▸ Pokazany fragment:
◇ ◇ ◇ ◇ ◇ ◇ ◇

Dołączył: 26 Mar 2005
Posty: 159
Skąd: Gdynia
Wysłany: 2009-12-08, 13:50   

Mam bardzo, bardzo podobne zdanie do Amigozzzza w tej kwestii. Podobne też powody dla których nie bywam na turniejach (czas, kasa, inne rzeczy do zrobienia w weekend) i dodatkowo gorszą lokalizację :? .

Trzeba chyba sobie niestety uświadomić, że choć gomoku jest grą bardzo ciekawą i rozwijającą, to mało kto pochłonie się nią tak, żeby jeździć pół Polski dla zagrania paru gier (pomijam wątek towarzyski, choć istotny, to bliższych znajomych ma się raczej na miejscu).

Czynniki, które spowodowały by, że turnieje byłyby dla mnie atrakcyjniejsze, to wyższa ranga turniejów (więcej zawodników, dobre warunki do gry - 30 min/grę mistrzostwa to można na kurniku rozegrać :) oraz dogodniejsza lokalizacja (nie tylko chodzi o bliżej, ale też ciekawiej turystycznie - wydaję mi się, że w tym przewagę ma Kraków nad Warszawą i dlatego tam więcej ludzi jeździ).

Na poważnych imprezach o dużej randze, turnieje blitza lub standard uważam za nieporozumienie i stratę czasu. Jeżeli już ktoś się tak zainteresował tą grą, że dojeżdża na turniej, myślę że można przyjąć jego znajomość swapa. Oczywiście, z wyłączeniem takich turniejów jak ten w Łasku, gdzie o ile mi wiadomo, Mucha zainteresował dzieciaki gomoku i bardzo fajnie, że w prostą wersję sobie pograły. No i takich otwartych turniejów jak Mariasz, gdzie ludzie sobie chodzą, patrzą i w ramach popularyzacji można im zorganizować szybki, równoległy turniej blitza.

◇ ◇ ◇ ◇ ◇ ◇ ◇

▸ Wycinek danych:
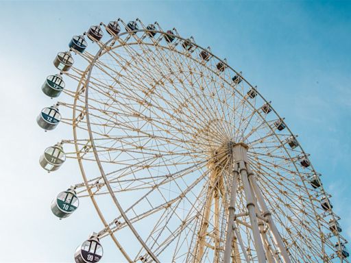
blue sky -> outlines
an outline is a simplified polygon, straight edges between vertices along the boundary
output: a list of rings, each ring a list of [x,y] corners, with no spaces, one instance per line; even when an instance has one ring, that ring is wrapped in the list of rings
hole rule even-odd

◇ ◇ ◇ ◇ ◇ ◇ ◇

▸ Cele:
1 > Wypisz wszystkie powody, przez które piszący nie bywa na turniejach, podane we wpisie o turniejach gomoku.
2 > Poprowadź dalej wpis o turniejach gomoku, zaczynając po jego ostatnim zdaniu.
Wiersze nie mają tu żadnego znaczenia.

▸ Wyniki ćwiczenia:
1 > czas, kasa, inne rzeczy do zrobienia w weekend, gorsza lokalizacja

2 >
Moim zdaniem, ważną kwestią jest też czy jako priorytet obrać wątek towarzysko-turystyczny czy sportowy. Niestety trochę się one ze sobą kłócą i sam miałbym problem co wybrać :D . Balowanie do późna w nocy, kiedy rano o 9-10 czeka gra mistrzowska nie jest do końca wskazane, gdy zależy nam na dobrym wyniku. Ciężko tu będzie o dobre rozwiązanie, ale chyba najlepszym wyjściem jest organizacja jednego turnieju o dużej randze (gdzie skupiamy się bardziej na wysiłkach sportowych), oraz drugiego - w ciekawszym miejscu, z dodatkowymi atrakcjami (grill, mecz, wyjście na miasto itp itd). Bo raczej na tygodniowy, mieszany wariant jak ostatnio na MŚ w Czechach nas nie stać.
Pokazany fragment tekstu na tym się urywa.